Pas davantage l’extension des tests de dépistage du Covid-19, qui continuent à ne concerner que les cas suspects. Et dans l’occurrence d’un résultat positif, jusqu’à cinq membres de l’entourage de contact de la personne avérée contaminée. Ce qui a permis de constater qu’à l’exception du Grand Tunis et du Sud-Est, les autres régions ne connaissent pas de contagion communautaire, autrement dit via des contacts de proximité. Et ce, selon le professeur Habiba Ben Romdhane, ancienne ministre de la Santé, épidémiologiste et membre du Comité scientifique près le chef du gouvernement.
Ramadan : impossible de confiner
Le voisinage de Ramadan, c’est-à-dire un ensemble de solides coutumes d’une économie de production et de consommation sans équivalent durant l’année, à partir en principe du 24 avril, est, selon toute vraisemblance, l’aiguillon qui guide les décisions sanitaires à venir. Sauf à le reporter sine die, il est difficile, voire impossible de confiner le mois du jeûne.
Quoi qu’il en soit, Ramadan ou pas, avec, au 13 avril, déjà plus de 747 contaminations et 35 décès, le pouvoir ne semble guère faire reposer ses décisions, attendues, sur des considérations scientifiques. Mais si le Comité scientifique, observant une réserve injustifiée, ne communique point, on peut en prendre la mesure ailleurs.
Elaboré sous l’égide de l’Instance nationale d’évaluation et d’accréditation de santé (INEAS), le guide médical, daté du 9 avril, du parcours Covid-19 des patients pour les établissements publics et privés est assurément le produit de la consultation du ban et de l’arrière-ban des professionnels de la médecine et de la pharmacie appelés à la rescousse.
Toutefois, en raison de son manque d’intérêt manifeste pour les réserves émises dans la stratégie anti-Covid-19 par les praticiens indépendants, cette instance nationale témoigne d’une réticence récurrente des pouvoirs publics à l’égard de l’expertise scientifique indépendante. Organisme ministériel, au centre d’une polémique stérile suite à la récente nomination controversée de son patron, Chokri Hamouda, par le ministre, l’INEAS est d’ailleurs elle-même placée, depuis des années, dans un vide juridique l’empêchant de remplir ses missions de base.
Incontournable au regard des standards internationaux de l’OMS auxquels la Tunisie est soumise, le Collège des experts indépendants, présidé par Hédi Guelmami, et qui doit valider les évaluations et les accréditations des hôpitaux et des cliniques, en est une illustration. Ce Collège, certes désigné depuis 2017 et dont les membres ont également été nommés et reconnus par arrêté ministériel et installés dans leurs fonctions le 25 octobre 2017, ne peut travailler valablement du fait que le décret d’application qui doit rendre ses travaux probants est encore en suspens… en 2020.

::::

Consignes =
(1) Réécrivez sous forme de liste le paragraphe de l'extrait qui commence par « Incontournable au regard des standards internationaux », en conservant ses faits principaux.
(2) Résumez l'extrait en deux phrases.
(3) D'après l'extrait, combien de contaminations et de décès étaient recensés au 13 avril ?

Données de localisation de photos annotées
::::

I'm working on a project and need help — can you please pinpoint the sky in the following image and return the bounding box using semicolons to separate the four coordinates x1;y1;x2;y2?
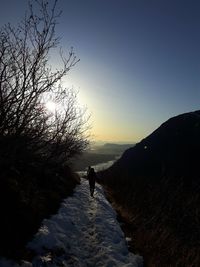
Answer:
0;0;200;143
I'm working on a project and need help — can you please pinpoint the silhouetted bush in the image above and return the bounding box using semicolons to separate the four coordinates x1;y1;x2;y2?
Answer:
0;0;88;257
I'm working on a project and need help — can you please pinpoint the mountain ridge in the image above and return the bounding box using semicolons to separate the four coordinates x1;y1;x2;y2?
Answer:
101;110;200;266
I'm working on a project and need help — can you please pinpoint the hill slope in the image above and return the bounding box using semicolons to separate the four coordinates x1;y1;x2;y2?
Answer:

::::

Corrigé =
(1)
- Le Collège des experts indépendants est présidé par Hédi Guelmami.
- Il est incontournable au regard des standards internationaux de l'OMS, auxquels la Tunisie est soumise.
- Il doit valider les évaluations et les accréditations des hôpitaux et des cliniques.
- Il est désigné depuis 2017. Ses membres ont été nommés et reconnus par arrêté ministériel, puis installés dans leurs fonctions le 25 octobre 2017.
- Il ne peut pas travailler valablement, car le décret d'application qui doit rendre ses travaux probants est encore en suspens en 2020.
- Il illustre le vide juridique dans lequel l'INEAS est placée.

(2) Les tests de dépistage du Covid-19 restent limités aux cas suspects et, en cas de résultat positif, à jusqu'à cinq contacts de la personne contaminée. L'approche du Ramadan, difficile voire impossible à confiner, semble guider les décisions sanitaires à venir, tandis que l'INEAS, placée dans un vide juridique, témoigne de la réticence des pouvoirs publics envers l'expertise scientifique indépendante.

(3) Plus de 747 contaminations et 35 décès.